# The input start

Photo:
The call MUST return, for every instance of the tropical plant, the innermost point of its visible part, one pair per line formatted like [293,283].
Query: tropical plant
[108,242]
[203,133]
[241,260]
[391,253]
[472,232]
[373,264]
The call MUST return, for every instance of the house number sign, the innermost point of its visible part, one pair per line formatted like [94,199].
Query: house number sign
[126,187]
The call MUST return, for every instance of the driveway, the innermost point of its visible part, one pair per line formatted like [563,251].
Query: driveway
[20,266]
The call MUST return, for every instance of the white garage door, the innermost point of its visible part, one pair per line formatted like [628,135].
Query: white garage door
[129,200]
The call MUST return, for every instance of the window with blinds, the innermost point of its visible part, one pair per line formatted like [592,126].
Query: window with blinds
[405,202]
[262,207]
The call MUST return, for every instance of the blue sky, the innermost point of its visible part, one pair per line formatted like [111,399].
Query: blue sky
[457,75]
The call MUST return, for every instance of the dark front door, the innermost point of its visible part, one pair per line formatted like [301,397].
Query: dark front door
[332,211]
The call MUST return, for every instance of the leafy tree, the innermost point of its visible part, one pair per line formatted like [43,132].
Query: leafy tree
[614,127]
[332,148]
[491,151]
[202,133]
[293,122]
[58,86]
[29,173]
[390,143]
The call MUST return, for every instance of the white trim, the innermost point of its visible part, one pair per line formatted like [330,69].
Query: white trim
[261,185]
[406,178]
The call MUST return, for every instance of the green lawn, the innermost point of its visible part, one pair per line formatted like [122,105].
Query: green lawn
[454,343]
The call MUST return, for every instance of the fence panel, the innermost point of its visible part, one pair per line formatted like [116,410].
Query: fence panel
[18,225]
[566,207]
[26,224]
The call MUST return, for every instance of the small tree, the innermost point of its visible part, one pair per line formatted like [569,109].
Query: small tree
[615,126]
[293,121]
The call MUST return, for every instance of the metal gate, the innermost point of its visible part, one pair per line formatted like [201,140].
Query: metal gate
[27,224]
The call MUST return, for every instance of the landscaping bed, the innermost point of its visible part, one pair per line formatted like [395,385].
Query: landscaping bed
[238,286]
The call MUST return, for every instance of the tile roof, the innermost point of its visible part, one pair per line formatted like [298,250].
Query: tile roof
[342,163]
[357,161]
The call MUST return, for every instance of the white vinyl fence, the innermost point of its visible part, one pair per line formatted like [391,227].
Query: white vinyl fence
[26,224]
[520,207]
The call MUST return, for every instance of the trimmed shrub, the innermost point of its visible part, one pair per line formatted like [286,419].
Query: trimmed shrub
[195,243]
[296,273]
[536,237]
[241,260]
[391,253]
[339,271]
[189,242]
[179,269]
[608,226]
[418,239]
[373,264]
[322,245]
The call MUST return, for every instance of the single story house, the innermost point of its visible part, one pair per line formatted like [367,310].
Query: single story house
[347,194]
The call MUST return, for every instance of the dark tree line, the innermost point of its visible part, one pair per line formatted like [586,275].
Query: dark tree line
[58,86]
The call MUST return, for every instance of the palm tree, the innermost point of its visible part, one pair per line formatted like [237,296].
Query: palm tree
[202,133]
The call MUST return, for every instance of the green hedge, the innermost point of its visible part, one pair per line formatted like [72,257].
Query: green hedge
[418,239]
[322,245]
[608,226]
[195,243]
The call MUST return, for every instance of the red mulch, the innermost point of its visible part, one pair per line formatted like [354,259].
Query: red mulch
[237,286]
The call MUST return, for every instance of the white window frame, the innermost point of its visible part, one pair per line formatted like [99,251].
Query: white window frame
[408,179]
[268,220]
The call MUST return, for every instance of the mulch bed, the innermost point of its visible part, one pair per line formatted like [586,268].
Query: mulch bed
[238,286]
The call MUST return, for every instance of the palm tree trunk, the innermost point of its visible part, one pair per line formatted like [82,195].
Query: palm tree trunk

# The input end

> Do this: Copy every line of the listing above verbatim.

> Exercise result:
Photo:
The call MUST return, for every instance of the tropical plant, the innermost point of its visible part, one pair per line formatted like [293,283].
Query: tropical plant
[108,242]
[203,133]
[241,260]
[391,253]
[472,232]
[373,264]
The call MUST return, for every instance of the house number sign, the innermost point of its visible part, one pair per line formatted like [94,199].
Query: house number sign
[126,187]
The call MUST return, for every instance of the driveway, the innermost point of its visible part, one pair per line formatted like [563,251].
Query: driveway
[20,266]
The call MUST return, for every instance of the white garage door, the innermost point of its visible part, one pair per line formatted like [628,135].
Query: white garage door
[129,200]
The call MUST return, for every instance of the window with blinds, the innermost point of its visible part, one pair per line formatted like [592,126].
Query: window with blinds
[405,202]
[262,207]
The call MUST return, for every instance of the blue sky, the innermost point of its visible part, one pair per line formatted like [111,399].
Query: blue sky
[457,75]
The call MUST return, for every instance of the dark front door, the innermost point of its visible part, one pair per line formatted like [301,397].
Query: dark front door
[332,211]
The call MUST return, for every instance of the leafy tree, the innermost point of its visible part, one pair per line formatted like [43,132].
Query: leafy tree
[614,127]
[332,148]
[491,151]
[202,133]
[293,122]
[58,86]
[29,173]
[390,143]
The call MUST return, for every instance of the white trim, the innermost point of its visible part, one pair per line formatted like [330,69].
Query: white trim
[261,185]
[406,178]
The call MUST return, for every instance of the green lawn, the innermost point of its visible part, one pair per line formatted like [122,105].
Query: green lawn
[454,343]
The call MUST return, for every instance of the fence panel, the innermost point of its visible part, one pair per line formatted like [116,410].
Query: fence panel
[18,225]
[566,207]
[26,224]
The call MUST return, for every instance of the small tree, the innermost point of its visible part, one pair per line formatted like [569,109].
Query: small tree
[615,126]
[293,121]
The call MUST return, for every instance of the metal gate, the innermost point of its visible part, one pair per line formatted like [201,140].
Query: metal gate
[27,224]
The call MUST return, for every instance of the landscaping bed, the innermost point of its visible part, one pair per line formatted like [395,385].
Query: landscaping bed
[238,286]
The call MUST return, for every instance of the tile roof, the innermost point of its visible part, one pair per line formatted like [298,250].
Query: tile roof
[342,163]
[357,161]
The call MUST return, for every instance of the white vinyl fence, the innermost point of its visible part, one pair per line formatted like [391,227].
Query: white vinyl fence
[26,224]
[520,207]
The call MUST return, for every instance of the trimmed shrub, the innermost point of its visible part, one pair per line formatted like [286,419].
Query: trimmed shrub
[195,243]
[296,273]
[536,237]
[241,260]
[391,253]
[339,271]
[189,242]
[179,269]
[608,226]
[418,239]
[373,264]
[322,245]
The call MUST return, for every instance of the single story house, the innermost point of its visible part, one pair per line formatted like [367,310].
Query: single story house
[347,194]
The call MUST return, for every instance of the dark tree line, the innermost point of its visible part, one pair per line formatted like [586,275].
Query: dark tree line
[58,86]
The call MUST return, for every instance of the palm tree, the innermost point of its visible part, one pair per line formatted like [237,296].
Query: palm tree
[202,133]
The call MUST return, for every instance of the green hedge, the innermost point of its visible part, one pair per line formatted like [72,257].
Query: green hedge
[418,239]
[322,245]
[608,226]
[195,243]
The call MUST return, for every instance of the red mulch, the innermost point of its visible part, one pair per line formatted like [354,259].
Query: red mulch
[237,286]
The call MUST return, for every instance of the white window frame, the innermost point of its visible part, one pair per line formatted like [99,251].
Query: white window frame
[408,179]
[268,220]
The call MUST return, for every instance of the mulch bed, the innermost point of its visible part, one pair per line formatted like [586,268].
Query: mulch bed
[238,286]
The call MUST return, for every instance of the palm tree trunk, the innermost point of its visible part, one pair per line formatted like [82,195].
Query: palm tree trunk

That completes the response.